> PROBLEM TO WORK ON
After locating the line that contains "Category: gray board and batten siding" in the following entries, reproduce it and each later line exactly, including the last.

:::::

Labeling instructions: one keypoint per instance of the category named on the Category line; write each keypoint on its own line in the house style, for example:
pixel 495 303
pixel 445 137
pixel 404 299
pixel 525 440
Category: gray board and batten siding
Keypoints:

:::::

> ANSWER TO THE PROBLEM
Category: gray board and batten siding
Keypoints:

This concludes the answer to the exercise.